WHAT NEEDS TO BE DONE: Begin at the line containing "of the girl" and give again every line to the end of the records, exactly, without the pictures.

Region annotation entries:
....
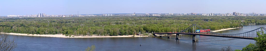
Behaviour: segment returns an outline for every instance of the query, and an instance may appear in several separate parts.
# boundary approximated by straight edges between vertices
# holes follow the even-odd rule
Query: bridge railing
[[[261,27],[248,32],[239,33],[222,34],[215,33],[207,30],[202,30],[206,32],[196,32],[196,30],[205,30],[196,24],[193,24],[180,33],[187,33],[193,34],[209,35],[218,35],[227,36],[235,37],[247,38],[254,38],[257,37],[257,33],[260,34],[264,33],[263,32],[266,32],[266,29],[263,27]]]

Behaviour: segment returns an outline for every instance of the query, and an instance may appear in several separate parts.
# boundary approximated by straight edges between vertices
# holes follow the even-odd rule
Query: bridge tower
[[[195,33],[196,32],[195,32],[195,31],[196,31],[196,26],[195,26],[194,25],[193,25],[193,29],[192,29],[192,32],[193,34]],[[192,42],[195,42],[195,40],[196,39],[196,35],[193,34],[193,35],[192,36]]]

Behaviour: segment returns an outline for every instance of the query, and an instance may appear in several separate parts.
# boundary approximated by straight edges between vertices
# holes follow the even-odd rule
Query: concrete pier
[[[169,34],[167,34],[167,38],[168,38],[168,39],[170,39],[170,35],[169,35]]]
[[[176,34],[176,39],[178,39],[179,38],[179,34]]]
[[[195,40],[196,40],[196,35],[193,35],[192,36],[192,38],[193,39],[192,40],[192,42],[195,42]]]

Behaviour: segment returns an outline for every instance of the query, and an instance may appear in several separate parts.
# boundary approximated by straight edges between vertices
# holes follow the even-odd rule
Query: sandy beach
[[[221,30],[218,30],[215,31],[211,31],[216,32],[221,31],[222,31],[223,30],[230,30],[231,29],[234,29],[236,28],[240,28],[240,27],[238,27],[236,28],[228,28],[227,29],[222,29]],[[107,37],[149,37],[148,36],[146,35],[145,36],[140,36],[140,35],[135,35],[135,37],[133,37],[133,35],[118,35],[116,36],[98,36],[96,35],[93,35],[92,36],[75,36],[74,37],[70,37],[69,36],[66,36],[65,35],[63,35],[63,34],[46,34],[46,35],[40,35],[37,34],[34,34],[32,35],[32,34],[30,34],[28,35],[28,34],[22,34],[22,33],[7,33],[7,34],[13,35],[26,35],[26,36],[41,36],[41,37],[59,37],[59,38],[107,38]],[[172,35],[175,35],[175,34],[173,34]],[[167,35],[163,35],[163,36]],[[150,37],[150,36],[149,36]]]
[[[34,35],[32,35],[32,34],[30,34],[29,35],[28,35],[28,34],[21,34],[21,33],[7,33],[7,34],[13,35],[26,35],[26,36],[41,36],[41,37],[59,37],[59,38],[105,38],[105,37],[148,37],[148,36],[147,35],[146,35],[145,36],[140,36],[140,35],[135,35],[135,37],[133,37],[133,35],[118,35],[116,36],[98,36],[96,35],[93,35],[92,36],[75,36],[74,37],[69,36],[66,36],[65,35],[63,35],[63,34],[46,34],[46,35],[39,35],[37,34],[34,34]]]
[[[230,30],[230,29],[235,29],[237,28],[241,28],[241,27],[237,27],[237,28],[227,28],[227,29],[221,29],[220,30],[216,30],[210,31],[211,31],[211,32],[219,32],[219,31],[224,31],[224,30]]]

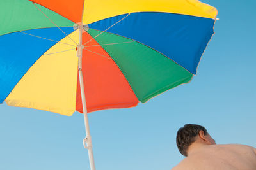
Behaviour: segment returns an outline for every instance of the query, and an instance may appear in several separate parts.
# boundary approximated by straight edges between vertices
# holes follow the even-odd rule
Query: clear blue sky
[[[256,147],[255,0],[204,0],[219,11],[216,34],[192,82],[129,109],[89,115],[97,169],[170,169],[186,123],[218,143]],[[0,105],[0,169],[90,169],[83,115]]]

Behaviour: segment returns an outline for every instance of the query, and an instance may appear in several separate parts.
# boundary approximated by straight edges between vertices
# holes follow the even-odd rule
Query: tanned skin
[[[238,144],[216,145],[203,131],[172,170],[256,170],[256,148]]]

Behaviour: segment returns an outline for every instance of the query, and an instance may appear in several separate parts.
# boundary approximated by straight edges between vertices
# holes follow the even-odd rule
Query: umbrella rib
[[[45,16],[51,22],[53,23],[53,24],[54,24],[60,31],[61,31],[62,32],[63,32],[66,36],[67,36],[69,39],[71,39],[71,41],[72,41],[76,45],[78,46],[78,44],[77,43],[76,43],[75,41],[74,41],[70,37],[69,37],[62,29],[61,29],[51,19],[50,19],[42,11],[41,11],[40,9],[38,8],[38,7],[36,6],[36,5],[35,4],[34,2],[32,2],[33,4],[34,4],[34,6],[42,13],[44,14],[44,16]]]
[[[69,50],[63,50],[63,51],[61,51],[61,52],[55,52],[55,53],[44,53],[44,55],[52,55],[52,54],[56,54],[56,53],[61,53],[61,52],[68,52],[68,51],[71,51],[73,50],[76,50],[76,48],[72,48],[72,49],[69,49]]]
[[[83,50],[86,50],[86,51],[88,51],[88,52],[92,52],[92,53],[95,53],[95,54],[97,54],[97,55],[100,55],[100,56],[102,56],[102,57],[105,57],[105,58],[107,58],[107,59],[113,60],[112,58],[109,58],[109,57],[107,57],[107,56],[106,56],[106,55],[102,55],[102,54],[100,54],[100,53],[99,53],[93,52],[93,51],[90,50],[88,50],[88,49],[84,48]]]
[[[45,38],[44,38],[44,37],[38,36],[35,36],[35,35],[33,35],[33,34],[26,33],[26,32],[24,32],[22,31],[20,31],[19,32],[20,32],[21,33],[24,34],[27,34],[27,35],[29,35],[29,36],[34,36],[34,37],[42,38],[42,39],[46,39],[46,40],[49,40],[49,41],[56,42],[56,43],[61,43],[61,44],[68,45],[70,45],[70,46],[76,46],[76,45],[70,45],[70,44],[68,44],[68,43],[63,43],[63,42],[60,42],[60,41],[55,41],[55,40],[53,40],[53,39]]]
[[[124,44],[124,43],[132,43],[132,42],[134,42],[134,41],[127,41],[127,42],[122,42],[122,43],[116,43],[89,45],[89,46],[84,46],[84,47],[92,47],[92,46],[104,46],[104,45],[111,45]]]
[[[108,28],[107,28],[106,29],[105,29],[104,31],[103,31],[102,32],[101,32],[100,33],[99,33],[99,34],[97,34],[97,36],[95,36],[95,37],[92,38],[91,39],[90,39],[89,41],[88,41],[86,43],[85,43],[84,44],[83,44],[83,45],[85,45],[86,44],[87,44],[88,43],[89,43],[90,41],[91,41],[92,40],[94,39],[96,37],[99,36],[99,35],[100,35],[101,34],[102,34],[103,32],[104,32],[105,31],[106,31],[108,29],[110,29],[111,27],[113,27],[115,25],[117,24],[118,23],[119,23],[120,22],[121,22],[122,20],[124,20],[125,18],[127,18],[129,15],[130,15],[130,13],[127,14],[127,15],[126,15],[125,17],[124,17],[123,18],[120,19],[120,20],[118,20],[118,22],[116,22],[116,23],[115,23],[114,24],[113,24],[112,25],[111,25],[110,27],[109,27]]]

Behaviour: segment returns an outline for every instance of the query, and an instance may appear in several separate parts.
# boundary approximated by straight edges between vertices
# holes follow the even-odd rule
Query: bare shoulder
[[[186,170],[188,164],[189,164],[188,157],[186,157],[179,164],[173,167],[172,170]]]

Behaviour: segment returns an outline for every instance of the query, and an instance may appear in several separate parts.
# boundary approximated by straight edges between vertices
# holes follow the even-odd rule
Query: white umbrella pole
[[[78,73],[79,76],[81,95],[83,103],[83,111],[84,113],[83,115],[84,118],[85,131],[86,132],[86,136],[85,137],[85,138],[83,139],[83,141],[84,148],[88,149],[88,150],[90,166],[91,167],[91,170],[95,170],[93,152],[92,151],[92,137],[90,134],[89,122],[87,115],[87,108],[86,108],[86,102],[85,100],[85,95],[84,95],[85,93],[84,93],[84,81],[83,80],[83,73],[82,73],[82,53],[83,48],[82,43],[82,34],[83,34],[83,26],[78,25],[78,29],[79,31],[79,43],[77,46],[77,57],[79,58]]]

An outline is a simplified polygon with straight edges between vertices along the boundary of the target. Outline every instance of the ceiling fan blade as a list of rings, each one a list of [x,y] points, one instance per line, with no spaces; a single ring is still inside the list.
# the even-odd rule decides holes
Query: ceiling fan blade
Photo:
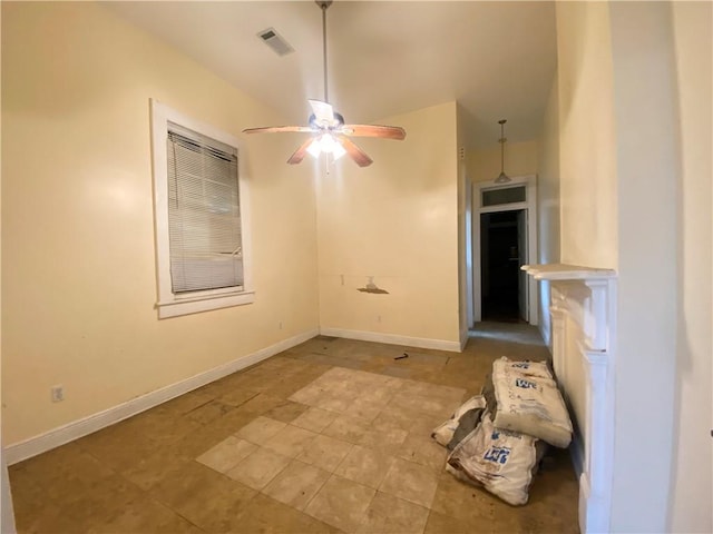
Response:
[[[310,145],[312,145],[313,142],[314,142],[314,138],[310,138],[306,141],[304,141],[302,145],[300,145],[300,148],[297,148],[294,151],[294,154],[290,156],[290,159],[287,159],[287,162],[290,165],[297,165],[302,162],[302,160],[307,154],[307,148],[310,148]]]
[[[321,100],[307,100],[312,107],[312,112],[316,119],[318,125],[334,126],[334,108],[331,103],[323,102]]]
[[[397,141],[406,139],[406,130],[400,126],[344,125],[339,131],[345,136],[380,137],[382,139],[395,139]]]
[[[373,160],[367,156],[361,148],[359,148],[351,139],[346,139],[345,137],[338,137],[336,140],[344,147],[349,157],[354,160],[354,162],[360,167],[369,167],[373,164]]]
[[[277,134],[277,132],[304,132],[314,131],[309,126],[265,126],[263,128],[245,128],[243,134]]]

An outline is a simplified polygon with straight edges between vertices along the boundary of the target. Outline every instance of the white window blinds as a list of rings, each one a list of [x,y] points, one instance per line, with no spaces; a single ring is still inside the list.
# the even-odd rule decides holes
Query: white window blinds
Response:
[[[168,122],[174,294],[243,286],[237,149]]]

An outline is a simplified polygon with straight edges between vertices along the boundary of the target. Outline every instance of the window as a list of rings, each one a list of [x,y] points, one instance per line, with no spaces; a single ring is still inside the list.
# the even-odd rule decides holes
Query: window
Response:
[[[158,317],[254,300],[237,139],[152,100]]]

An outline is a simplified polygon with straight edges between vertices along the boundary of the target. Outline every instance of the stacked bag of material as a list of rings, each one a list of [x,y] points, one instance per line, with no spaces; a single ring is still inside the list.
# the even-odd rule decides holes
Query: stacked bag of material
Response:
[[[547,444],[567,447],[572,421],[546,363],[492,364],[481,395],[469,398],[433,438],[451,453],[446,468],[511,505],[527,503]]]

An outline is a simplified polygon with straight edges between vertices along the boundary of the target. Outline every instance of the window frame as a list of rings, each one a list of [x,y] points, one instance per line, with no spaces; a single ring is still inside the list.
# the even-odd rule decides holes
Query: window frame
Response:
[[[212,309],[227,308],[252,304],[255,300],[252,269],[252,240],[250,217],[250,190],[241,142],[236,137],[213,126],[206,125],[179,111],[150,99],[152,116],[152,157],[154,172],[154,230],[156,245],[156,281],[158,300],[158,318],[176,317],[196,314]],[[194,130],[237,150],[237,187],[241,211],[242,254],[243,254],[243,286],[219,289],[202,289],[196,291],[173,293],[170,278],[170,243],[168,222],[168,157],[166,140],[169,126],[173,122]]]

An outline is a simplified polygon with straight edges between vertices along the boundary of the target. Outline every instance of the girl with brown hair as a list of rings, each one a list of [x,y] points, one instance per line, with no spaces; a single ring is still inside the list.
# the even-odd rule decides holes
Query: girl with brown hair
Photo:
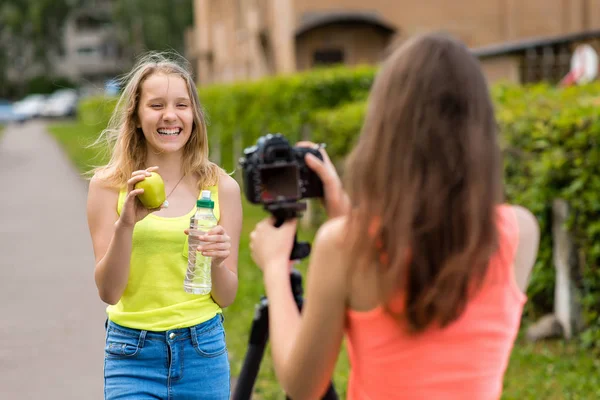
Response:
[[[302,315],[288,269],[296,221],[277,229],[267,219],[251,234],[291,398],[325,391],[344,334],[349,399],[500,397],[539,227],[503,203],[497,136],[477,59],[427,34],[382,65],[347,192],[326,154],[308,156],[330,220],[315,238]]]

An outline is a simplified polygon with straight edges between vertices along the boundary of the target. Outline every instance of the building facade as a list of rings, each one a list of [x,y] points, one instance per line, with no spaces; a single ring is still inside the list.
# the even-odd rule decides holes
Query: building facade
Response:
[[[591,0],[194,0],[194,14],[186,56],[201,85],[377,64],[392,40],[428,31],[487,54],[490,80],[520,82],[535,75],[524,72],[533,58],[540,65],[551,58],[555,75],[563,74],[573,43],[493,56],[490,46],[600,29],[600,2]]]
[[[75,82],[101,84],[131,64],[116,37],[110,1],[74,11],[66,21],[63,43],[55,73]]]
....
PROBLEM SOLUTION:
An outline is a simplified polygon with straight edges between vertices along the boundary of the target. Outline every instance of the girl with brown hair as a list of rings, each one a list of [x,y] points, one instance per line, with no spaces; a single ring is still inside the list.
# the even-odd rule decides holes
Query: girl with brown hair
Photo:
Response:
[[[302,315],[288,269],[296,221],[277,229],[267,219],[251,234],[291,398],[325,391],[344,334],[349,399],[500,397],[539,227],[503,203],[497,136],[477,59],[427,34],[382,65],[347,192],[326,154],[308,156],[330,220],[315,238]]]

An outline is a simplified polygon with straight edges between vertices along the boundary of the target. Outline every instance of the building facade as a list of rings, each one a list of [x,y] points, one instance per line, with no spaces; a single ring is still inside the list.
# the even-odd rule decides holes
Query: building facade
Response:
[[[591,0],[194,0],[194,14],[186,56],[201,85],[377,64],[392,40],[428,31],[487,54],[490,80],[520,82],[535,75],[524,72],[533,58],[540,65],[551,58],[555,75],[563,74],[573,43],[493,56],[490,46],[600,29],[600,2]]]
[[[75,82],[101,84],[131,64],[116,37],[110,1],[74,11],[66,21],[63,43],[55,73]]]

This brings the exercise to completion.